Print all of the data exactly, but drop the pictures.
=== Begin Enclosure ===
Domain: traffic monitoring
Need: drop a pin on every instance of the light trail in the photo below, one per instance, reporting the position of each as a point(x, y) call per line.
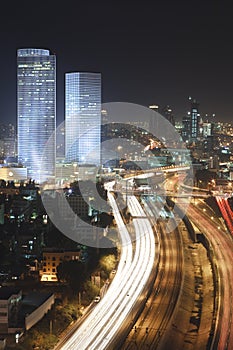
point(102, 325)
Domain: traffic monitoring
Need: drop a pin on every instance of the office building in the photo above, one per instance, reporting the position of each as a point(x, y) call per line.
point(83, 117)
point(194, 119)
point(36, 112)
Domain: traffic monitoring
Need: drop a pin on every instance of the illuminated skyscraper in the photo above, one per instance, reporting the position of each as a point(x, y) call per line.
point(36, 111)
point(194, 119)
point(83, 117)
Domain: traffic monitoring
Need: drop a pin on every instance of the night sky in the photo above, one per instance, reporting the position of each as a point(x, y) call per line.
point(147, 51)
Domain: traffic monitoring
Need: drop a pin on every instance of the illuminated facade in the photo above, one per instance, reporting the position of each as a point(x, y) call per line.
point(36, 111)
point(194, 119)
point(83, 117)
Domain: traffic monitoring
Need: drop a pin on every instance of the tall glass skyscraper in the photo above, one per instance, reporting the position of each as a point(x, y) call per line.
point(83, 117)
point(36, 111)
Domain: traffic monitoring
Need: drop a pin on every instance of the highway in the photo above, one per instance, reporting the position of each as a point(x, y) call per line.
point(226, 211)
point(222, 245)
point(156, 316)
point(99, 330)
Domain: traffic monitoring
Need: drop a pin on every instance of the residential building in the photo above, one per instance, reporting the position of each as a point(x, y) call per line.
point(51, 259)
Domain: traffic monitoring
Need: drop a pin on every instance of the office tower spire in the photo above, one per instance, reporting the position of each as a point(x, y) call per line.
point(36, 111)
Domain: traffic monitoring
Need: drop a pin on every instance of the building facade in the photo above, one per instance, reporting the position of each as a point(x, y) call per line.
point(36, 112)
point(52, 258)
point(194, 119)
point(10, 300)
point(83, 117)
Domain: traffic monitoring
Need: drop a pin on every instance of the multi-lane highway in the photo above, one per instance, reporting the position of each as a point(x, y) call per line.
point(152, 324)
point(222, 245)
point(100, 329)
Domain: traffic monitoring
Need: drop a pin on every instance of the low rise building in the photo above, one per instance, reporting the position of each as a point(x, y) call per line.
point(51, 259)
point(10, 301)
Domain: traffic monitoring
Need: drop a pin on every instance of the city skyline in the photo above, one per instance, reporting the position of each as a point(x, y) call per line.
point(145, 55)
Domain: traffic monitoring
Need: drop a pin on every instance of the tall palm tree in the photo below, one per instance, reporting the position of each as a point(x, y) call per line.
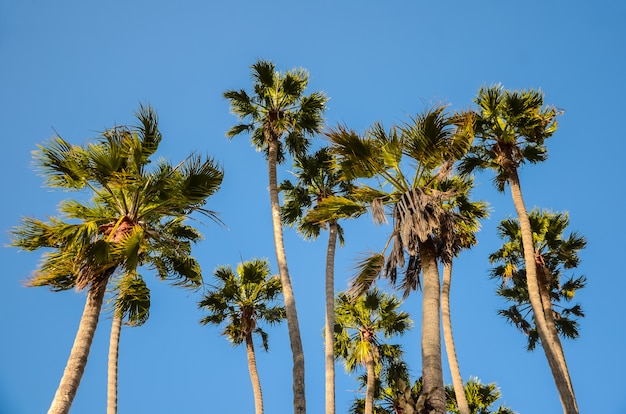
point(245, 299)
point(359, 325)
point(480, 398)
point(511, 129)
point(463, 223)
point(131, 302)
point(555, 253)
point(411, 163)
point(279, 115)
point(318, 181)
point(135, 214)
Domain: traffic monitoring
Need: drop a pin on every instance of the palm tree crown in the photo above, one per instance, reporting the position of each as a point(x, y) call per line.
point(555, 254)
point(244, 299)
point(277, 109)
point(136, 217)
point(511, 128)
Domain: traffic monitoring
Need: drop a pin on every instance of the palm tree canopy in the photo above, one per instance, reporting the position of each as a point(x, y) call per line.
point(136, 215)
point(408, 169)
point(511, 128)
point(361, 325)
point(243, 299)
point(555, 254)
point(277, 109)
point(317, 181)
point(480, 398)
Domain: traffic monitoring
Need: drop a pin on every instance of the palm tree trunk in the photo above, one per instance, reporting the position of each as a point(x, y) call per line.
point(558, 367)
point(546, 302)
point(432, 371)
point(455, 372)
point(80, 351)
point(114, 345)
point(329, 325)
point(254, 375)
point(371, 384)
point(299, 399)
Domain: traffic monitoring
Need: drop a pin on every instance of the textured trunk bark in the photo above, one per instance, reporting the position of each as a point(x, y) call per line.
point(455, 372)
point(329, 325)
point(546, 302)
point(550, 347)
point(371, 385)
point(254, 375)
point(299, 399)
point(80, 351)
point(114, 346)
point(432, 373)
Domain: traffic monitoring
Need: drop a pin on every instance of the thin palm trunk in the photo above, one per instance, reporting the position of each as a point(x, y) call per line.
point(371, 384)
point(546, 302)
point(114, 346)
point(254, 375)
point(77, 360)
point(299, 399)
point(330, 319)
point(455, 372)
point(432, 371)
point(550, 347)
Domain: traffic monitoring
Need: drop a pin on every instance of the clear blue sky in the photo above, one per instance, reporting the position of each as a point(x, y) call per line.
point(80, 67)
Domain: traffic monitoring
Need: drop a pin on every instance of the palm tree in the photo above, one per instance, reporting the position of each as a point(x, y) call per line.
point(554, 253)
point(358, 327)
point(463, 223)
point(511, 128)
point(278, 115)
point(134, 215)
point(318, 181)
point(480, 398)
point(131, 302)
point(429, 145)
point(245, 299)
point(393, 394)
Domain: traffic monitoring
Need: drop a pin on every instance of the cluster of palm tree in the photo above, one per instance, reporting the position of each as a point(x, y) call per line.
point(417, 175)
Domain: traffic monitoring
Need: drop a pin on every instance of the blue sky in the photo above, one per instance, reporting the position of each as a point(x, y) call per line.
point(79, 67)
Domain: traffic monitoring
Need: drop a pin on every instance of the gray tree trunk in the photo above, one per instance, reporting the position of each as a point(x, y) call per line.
=== End Enclosure ===
ANSWER FOR THIS EXERCISE:
Domain: traffic monitoring
Need: drop a pin on every instance of the light trail in the photo below, one per instance, reporting the position of each as a point(x, y) call per line.
point(102, 325)
Domain: traffic monitoring
Need: drop a pin on every instance of the office building in the photo above, one per instance, reporting the position of each as a point(x, y) call per line.
point(83, 117)
point(194, 119)
point(36, 112)
Domain: traffic monitoring
Need: drop a pin on every instance of the illuminated skyscraper in the photo above, one per instance, reporting the position of each as a point(x, y) call per line.
point(36, 111)
point(194, 119)
point(83, 117)
Domain: traffic monitoring
Need: drop a pin on every instance of the night sky in the photo above, one per instance, reporting the position of each as a point(x, y) call per line.
point(147, 51)
Domain: traffic monitoring
Need: drop a pin on every instance of the illuminated facade in the photo above, one per instance, reporting the position of each as a point(x, y) call per line.
point(36, 111)
point(194, 119)
point(83, 117)
Domain: traffic monitoring
Need: drop a pin on every instance of the tall glass skyscraper in the photo above, one per instance, reporting the position of each as a point(x, y) call per line.
point(83, 117)
point(36, 111)
Domain: traffic monitoring
Need: drop a pin on every instance of the highway in the photo above, one per instance, reporting the position of each as a point(x, y) call per line.
point(226, 211)
point(222, 245)
point(156, 316)
point(99, 330)
Domain: traffic monitoring
Need: drop a pin on every instance of the residential building in the photo above, one per instance, reporting the position of each as a point(x, y) call per line.
point(51, 259)
Domain: traffic monitoring
Need: drop a pin on every instance of the office tower spire in the photo above, one per instance, reporting the position of each as a point(x, y) call per line.
point(36, 111)
Domain: traffic monitoring
Need: drop a pin on every instance of the building facade in the photo above, one per instance, reporting the position of each as a point(x, y) call per line.
point(36, 112)
point(52, 258)
point(194, 119)
point(10, 300)
point(83, 117)
Domain: traffic monitoring
Need: drop a pin on every instance of the multi-lane highway in the photo above, one per instance, reporting the position of each as a point(x, y) call per line.
point(152, 324)
point(222, 245)
point(100, 329)
Domain: traffic monitoring
Need: drop a pin on every instance of the low rise building in the photo above, one per instance, reporting the position of each as a point(x, y) call per line.
point(51, 259)
point(10, 301)
Domain: traffic monitoring
Need: drop a pin on every instance of the city skyline in the photo above, one per instance, reporting the position of each as a point(x, y) call per line.
point(145, 55)
Domain: traffic monitoring
Need: drop a pin on every instance of the tall palm tree in the photo below, one per instance, reporting the position of each as a point(x, y) call per line.
point(245, 299)
point(359, 325)
point(480, 398)
point(511, 129)
point(463, 223)
point(131, 302)
point(555, 253)
point(411, 163)
point(279, 115)
point(318, 181)
point(135, 214)
Domain: traffic monitoring
Need: drop a pin on every instance of the palm tree crown in the photo above, one per instance, reporting the position of each as a point(x, y) call per line.
point(555, 254)
point(244, 299)
point(277, 109)
point(136, 217)
point(511, 128)
Domain: traffic monitoring
Need: drop a pin on every instance of the palm tree canopy in the photo above, one per instance, reporting the position of each as a point(x, y) call per line.
point(136, 215)
point(408, 169)
point(511, 128)
point(361, 325)
point(243, 299)
point(555, 254)
point(277, 109)
point(317, 181)
point(480, 398)
Domain: traffic monitoring
Need: drop a pin on every instance of the palm tree trunk in the photo above, one per instance, reporting the position of each as a point(x, y) call per line.
point(558, 367)
point(546, 302)
point(432, 371)
point(455, 372)
point(80, 351)
point(114, 345)
point(329, 325)
point(254, 375)
point(371, 384)
point(299, 399)
Domain: traffic monitoring
Need: drop a pin on every instance of the textured trunk bark in the photo above, one per instance, reporting the position of each as a point(x, y) call per line.
point(455, 372)
point(329, 325)
point(546, 302)
point(550, 347)
point(371, 385)
point(254, 375)
point(299, 399)
point(80, 351)
point(114, 346)
point(432, 373)
Domain: traffic monitoring
Need: drop a pin on every instance of the thin palm trunk in the photo above, one per instance, reporting the position of each as a point(x, y) call per line.
point(371, 384)
point(546, 302)
point(114, 346)
point(254, 375)
point(77, 360)
point(299, 399)
point(330, 319)
point(455, 372)
point(432, 371)
point(550, 347)
Domain: traffic monitoring
Need: drop a pin on every instance of the clear blue sky in the photo above, one per instance, reporting the position of each as a point(x, y) call per line.
point(80, 67)
Domain: traffic monitoring
Need: drop a pin on every instance of the palm tree in the photo above, one per instance, reporting the position of each as a point(x, y) call per line.
point(554, 253)
point(358, 327)
point(463, 223)
point(511, 128)
point(278, 115)
point(134, 215)
point(318, 181)
point(480, 398)
point(131, 302)
point(429, 145)
point(245, 299)
point(393, 394)
Domain: traffic monitoring
Need: drop a pin on every instance of the cluster of palm tree in the photo above, one per instance, reporting the position of each as a point(x, y) call per line.
point(417, 175)
Domain: traffic monitoring
Need: drop a pin on every instance of the blue sky in the photo above, one per instance, reporting the position of each as a point(x, y) call per line.
point(79, 67)
Domain: traffic monitoring
Need: drop a pin on every instance of the gray tree trunk in the photo above, one per instance, reporting the position of each as a point(x, y) call per line.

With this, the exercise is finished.